# Instrucciones
• 1. Enumere todas las citas entre comillas que figuran en el texto sobre la conciencia humana.
• 2. Indique si cada afirmación concuerda con el texto sobre la conciencia humana y cite las palabras decisivas: (a) la conciencia humana permite ver el todo; (b) la frase sobre la oscuridad se atribuye a Pablo D’Ors; (c) el texto propone dejarse llevar por las pasiones ocultas.
• 3. Prolongue el texto sobre la conciencia humana a partir de su última oración.

# Texto de la página
# # # # # # #

Vivo el mal que no quiero
Porque sí, la conciencia humana es muy limitada en comparación con la divina, que es la Suma Conciencia que habitamos y en la que somos porque nos da el ser (“En Dios vivimos, nos movemos y existimos”: discurso de san Pablo, en Hch 17,28). Nuestra conciencia solo nos permite ver una parte, no el todo. Ha dicho Pablo D’Ors que “la oscuridad es una luz que busca ser observada”. Y es así: nuestra meta tiene que ser ir iluminando los más recónditos recovecos de nuestra conciencia en busca de la tan ansiada posesión de uno mismo, en lugar de dejarnos arrastrar indolentes y haraganes por nuestras pasiones ocultas.
“¿Cómo he podido llegar hasta aquí?”, nos preguntamos a veces ante una acción denigrante a la que hemos cedido el poder de dirigir nuestra atención, hasta el punto a veces de causar un mal devastador e irreparable, en el prójimo y en nosotros mismos. Como hemos ya adelantado, debemos poseernos y no ser arrastrados por nuestras neuras.

# # # # # # #

# Extracto de datos
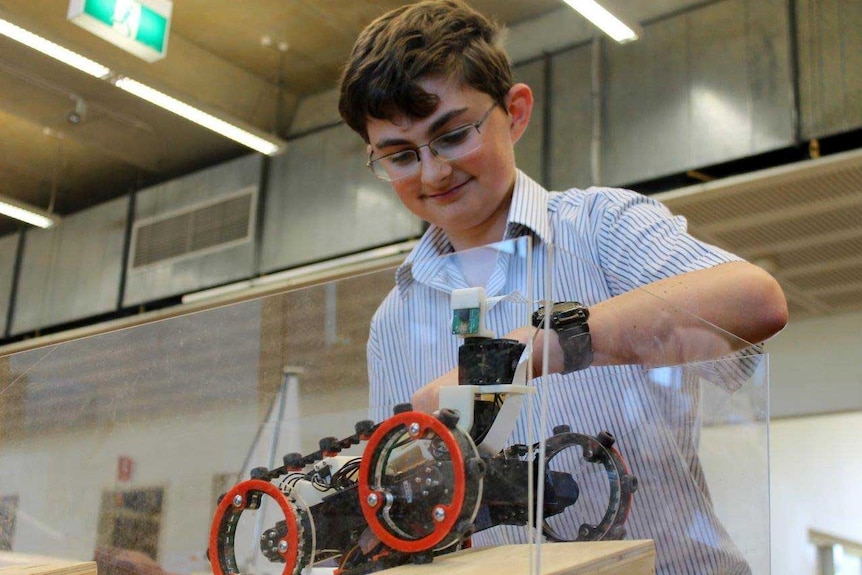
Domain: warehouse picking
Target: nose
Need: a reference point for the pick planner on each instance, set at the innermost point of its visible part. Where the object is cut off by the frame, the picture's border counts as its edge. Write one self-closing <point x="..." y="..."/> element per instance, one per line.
<point x="433" y="169"/>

# # # # # # #

# Tareas resueltas
• 1.
1. “En Dios vivimos, nos movemos y existimos”
2. “la oscuridad es una luz que busca ser observada”
3. “¿Cómo he podido llegar hasta aquí?”

• 2.
(a) No: “Nuestra conciencia solo nos permite ver una parte, no el todo.”
(b) Sí: “Ha dicho Pablo D’Ors que “la oscuridad es una luz que busca ser observada”.”
(c) No: “en lugar de dejarnos arrastrar indolentes y haraganes por nuestras pasiones ocultas.”

• 3.
En estos casos −comúnmente promovidos por la sugestión satánica de la envidia−, la asunción de la Verdad comporta la aceptación de nuestra realidad y la que nos rodea, y necesita de la reparación explícita de nuestra acción devastadora, por más que le cueste a nuestro orgullo dar la cara cuando toca, puesto que “más te vale entrar tuerto en el reino de Dios que ser echado con los dos ojos al abismo, donde el gusano no muere y el fuego no se apaga” (Mc 9,47-48). ¿No crees, hermano, mi hermana querida, que vale la pena dar el paso? Ánimo, que Dios te espera con los brazos abiertos… y tu hermano también.
El común denominador
Hoy nos hemos centrado en cómo reaccionar ante la selectividad que comúnmente practicamos acerca de la parte de la Verdad que nos interesa ver, obviando el resto, donde no pocas veces estaría nuestra salvación mirar y asumir su mensaje. Ciertamente, a la vista de cómo está el patio, hace falta mucha valentía y la tan olvidada virtud que nos hace reverenciar la Verdad de Dios: la humildad… “haciéndose obediente hasta la muerte, y muerte de cruz” (Fil 2,8), pues “lo excelso a los ojos de los hombres es abominable a los de Dios” (Lc 16,15).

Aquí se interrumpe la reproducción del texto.